───── Available data
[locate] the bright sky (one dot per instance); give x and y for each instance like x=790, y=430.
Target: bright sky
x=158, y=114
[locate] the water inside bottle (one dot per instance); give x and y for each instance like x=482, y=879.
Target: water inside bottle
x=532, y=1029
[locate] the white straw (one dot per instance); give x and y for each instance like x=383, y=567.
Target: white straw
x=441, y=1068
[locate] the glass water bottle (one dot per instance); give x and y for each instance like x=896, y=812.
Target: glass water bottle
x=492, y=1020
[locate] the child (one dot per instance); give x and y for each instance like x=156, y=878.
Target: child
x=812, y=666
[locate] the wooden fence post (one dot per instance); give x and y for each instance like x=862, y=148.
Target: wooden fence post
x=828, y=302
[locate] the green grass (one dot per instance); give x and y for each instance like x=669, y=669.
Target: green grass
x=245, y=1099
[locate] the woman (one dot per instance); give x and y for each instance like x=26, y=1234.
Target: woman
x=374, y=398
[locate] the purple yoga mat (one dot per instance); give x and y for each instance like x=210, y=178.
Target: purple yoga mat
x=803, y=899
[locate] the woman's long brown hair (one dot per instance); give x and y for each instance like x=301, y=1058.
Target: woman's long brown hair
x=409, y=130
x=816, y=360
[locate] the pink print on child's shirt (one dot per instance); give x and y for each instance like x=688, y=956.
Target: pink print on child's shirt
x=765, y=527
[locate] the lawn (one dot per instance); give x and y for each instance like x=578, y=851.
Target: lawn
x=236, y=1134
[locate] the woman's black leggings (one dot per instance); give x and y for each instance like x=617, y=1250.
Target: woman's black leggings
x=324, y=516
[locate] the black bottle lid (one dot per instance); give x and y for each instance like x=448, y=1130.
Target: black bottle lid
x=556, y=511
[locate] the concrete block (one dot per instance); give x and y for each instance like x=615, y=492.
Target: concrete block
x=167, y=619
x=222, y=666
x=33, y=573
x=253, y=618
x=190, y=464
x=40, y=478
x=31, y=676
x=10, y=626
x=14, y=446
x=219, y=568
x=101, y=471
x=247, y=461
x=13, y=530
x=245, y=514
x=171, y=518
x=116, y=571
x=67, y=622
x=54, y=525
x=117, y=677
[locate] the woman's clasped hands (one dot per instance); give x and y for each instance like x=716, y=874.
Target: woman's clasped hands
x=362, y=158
──────────
───── Available data
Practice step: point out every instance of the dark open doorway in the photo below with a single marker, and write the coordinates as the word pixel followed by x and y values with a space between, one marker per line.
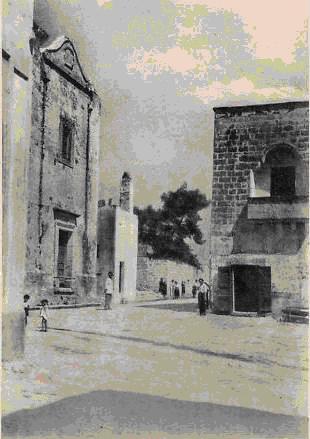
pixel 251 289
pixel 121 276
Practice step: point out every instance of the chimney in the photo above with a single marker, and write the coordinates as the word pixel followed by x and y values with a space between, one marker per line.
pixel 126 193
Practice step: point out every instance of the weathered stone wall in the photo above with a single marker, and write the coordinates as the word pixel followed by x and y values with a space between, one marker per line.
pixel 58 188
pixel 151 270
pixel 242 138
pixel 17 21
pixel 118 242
──────────
Output the lines above between the one holding "[locate] the white" and the one holding "[locate] the purple", inclusive, with nothing before or after them.

:: Exercise answer ::
[locate] the white straw (one dot per instance); give x and y for each instance like x=383, y=567.
Target: white straw
x=441, y=1068
[locate] the glass water bottle (one dot per instance); give x and y for each instance like x=896, y=812.
Target: glass water bottle
x=492, y=1020
[locate] the child (one dot per instance); give x and y for each instance like x=156, y=878.
Target: child
x=812, y=666
[locate] the wooden fence post (one dot per instance); give x and y for each instance like x=862, y=148.
Target: wooden fence post
x=828, y=302
[locate] the green grass (one dot per instance); give x and y for each instance like x=669, y=669.
Target: green grass
x=245, y=1099
[locate] the woman (one dot per instance); give x and y for each instance like x=26, y=1234.
Target: woman
x=374, y=398
[locate] the purple yoga mat (one dot per instance); give x and y for each instance like x=210, y=178.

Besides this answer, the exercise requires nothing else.